_Task to complete:_ Copy the line containing "Objective: one point per instance of the parked", then all lines after it up to and including the final line of the material, exactly and without additions.

_Material shown:_
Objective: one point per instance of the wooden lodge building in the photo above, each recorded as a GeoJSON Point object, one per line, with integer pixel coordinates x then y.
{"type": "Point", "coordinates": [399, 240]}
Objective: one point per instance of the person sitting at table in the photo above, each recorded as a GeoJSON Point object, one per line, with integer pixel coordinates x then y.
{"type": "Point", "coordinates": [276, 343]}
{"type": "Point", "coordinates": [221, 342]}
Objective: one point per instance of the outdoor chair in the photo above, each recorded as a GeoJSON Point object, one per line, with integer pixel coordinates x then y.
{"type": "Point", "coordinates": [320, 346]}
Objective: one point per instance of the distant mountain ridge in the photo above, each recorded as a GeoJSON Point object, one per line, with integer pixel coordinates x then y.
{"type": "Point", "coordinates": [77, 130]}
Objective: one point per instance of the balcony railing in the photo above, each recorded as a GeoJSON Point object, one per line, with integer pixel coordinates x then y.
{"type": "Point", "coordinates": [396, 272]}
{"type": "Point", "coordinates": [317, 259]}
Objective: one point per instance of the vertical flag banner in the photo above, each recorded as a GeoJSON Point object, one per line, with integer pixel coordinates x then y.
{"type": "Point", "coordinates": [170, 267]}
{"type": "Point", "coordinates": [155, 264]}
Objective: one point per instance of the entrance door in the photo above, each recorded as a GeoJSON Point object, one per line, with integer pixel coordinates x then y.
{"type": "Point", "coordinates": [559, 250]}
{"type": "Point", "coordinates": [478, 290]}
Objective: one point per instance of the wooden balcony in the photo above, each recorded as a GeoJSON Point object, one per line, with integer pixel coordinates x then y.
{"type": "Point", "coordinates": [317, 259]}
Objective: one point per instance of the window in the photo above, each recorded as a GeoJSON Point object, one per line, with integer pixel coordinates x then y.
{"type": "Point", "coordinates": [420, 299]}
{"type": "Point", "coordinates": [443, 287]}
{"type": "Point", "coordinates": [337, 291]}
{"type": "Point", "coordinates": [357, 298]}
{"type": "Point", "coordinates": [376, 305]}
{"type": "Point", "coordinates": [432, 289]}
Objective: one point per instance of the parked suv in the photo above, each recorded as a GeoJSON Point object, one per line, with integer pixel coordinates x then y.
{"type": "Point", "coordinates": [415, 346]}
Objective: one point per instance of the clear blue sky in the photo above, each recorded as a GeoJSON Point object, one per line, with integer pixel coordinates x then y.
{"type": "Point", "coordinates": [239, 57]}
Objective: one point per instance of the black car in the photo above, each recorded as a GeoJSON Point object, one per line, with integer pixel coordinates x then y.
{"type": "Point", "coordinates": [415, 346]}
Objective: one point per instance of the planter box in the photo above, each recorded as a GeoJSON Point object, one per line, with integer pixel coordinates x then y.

_Output for this exercise:_
Objective: one point per instance of the parked suv in the photo above, each recorded as a GeoJSON Point object, one per line, with integer pixel coordinates x then y.
{"type": "Point", "coordinates": [415, 346]}
Objective: one point per instance of the clear blue sky in the photo above, each recorded as a GeoJSON Point object, one per line, with integer pixel coordinates x then y.
{"type": "Point", "coordinates": [239, 57]}
Objective: one point per instance of the black car in the photo above, each recorded as a GeoJSON Point object, one per line, with integer pixel coordinates x then y.
{"type": "Point", "coordinates": [415, 346]}
Objective: one point per instance of the planter box in the photo above, each recorded as a GeoJSON Point object, one per line, with integer pixel coordinates x then y.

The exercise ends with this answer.